EXTRAIT DU TEXTE
═══

En direct de la COP28 avec Bertrand Piccard : «Jour 1 : déjà une bonne chose de faite ? »

LES TOPS ET LES FLOPS DE LA COP. Bertrand Piccard, président de la Fondation Solar Impulse, psychiatre et explorateur, auteur du premier tour du monde en ballon (1999) puis en avion solaire (2015-2016), tient durant cette quinzaine en direct de la COP28 à Dubaï aux Emirats Arabes Unis, une chronique de ce nouveau rendez-vous crucial pour l'avenir de notre planète.
Bertrand Piccard et John Kerry, ambassadeur du président des États-Unis pour le climat.
Bertrand Piccard et John Kerry, ambassadeur du président des États-Unis pour le climat. (Crédits : DR)

L'an dernier, à Sharm-El Sheik, l'histoire des indemnisations fut brandie par les pays du Sud comme une condition préalable à l'acceptation de l'ordre du jour, mais elle n'accoucha que d'une souris. Cette fois, le Président Al Jaber l'a expédiée en un tour de main. Au milieu des points de procédure courante, dans la torpeur générale qui m'avait endormi moi aussi, aucune opposition ne se manifesta et le principe tant attendu de ce fond fut accepté, à la surprise générale.

À moins que ce ne soit grâce à une diplomatie préalable méticuleuse. L'audience, visiblement bluffée que ça passe si facilement, se leva pour offrir une standing-ovation.

Regardons plus loin

C'est la première grosse nouvelle tombée lors de cette COP28 de Dubaï : la création d'un « fonds pertes et dommages » géré par la Banque Mondiale, officialisant la contribution des pays développés vers le sud global pour aider à se confronter aux effets du changement climatique.

Souvent considéré comme secondaire, voire pire, ce que les anglophones appellent Loss and Damage Fund fut longtemps mentionné, discuté, mais jamais rien de concret ne vit le jour dans les COP précédentes. L'hébergement par la Banque Mondiale de ce fonds avait suscité de vifs débats - la question semble tranchée en confiant à l'institution la gestion du fonds pour une période intérimaire de 4 ans.

═══

CONSIGNES DE TRAVAIL
- 1) Recopiez la chronique sur la COP28 depuis « L'an dernier, à » jusqu'à « la surprise générale. ».
- 2) Relevez toutes les personnes désignées par leur nom dans la chronique sur la COP28.

DONNÉES SOURCES
═══

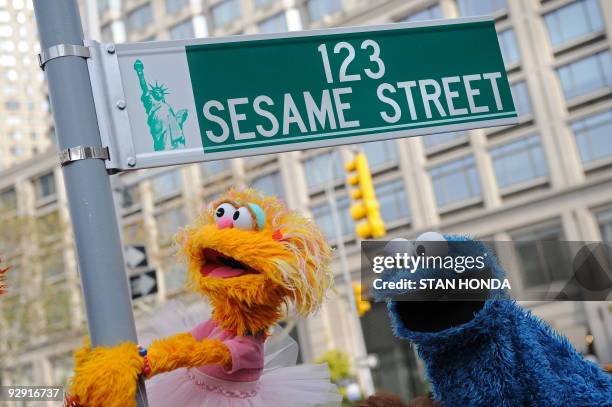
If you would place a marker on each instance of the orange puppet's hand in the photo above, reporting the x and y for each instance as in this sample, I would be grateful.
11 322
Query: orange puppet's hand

═══

SOLUTIONS DÉTAILLÉES
- 1)
L'an dernier, à Sharm-El Sheik, l'histoire des indemnisations fut brandie par les pays du Sud comme une condition préalable à l'acceptation de l'ordre du jour, mais elle n'accoucha que d'une souris. Cette fois, le Président Al Jaber l'a expédiée en un tour de main. Au milieu des points de procédure courante, dans la torpeur générale qui m'avait endormi moi aussi, aucune opposition ne se manifesta et le principe tant attendu de ce fond fut accepté, à la surprise générale.

- 2)
- Bertrand Piccard
- John Kerry
- Al Jaber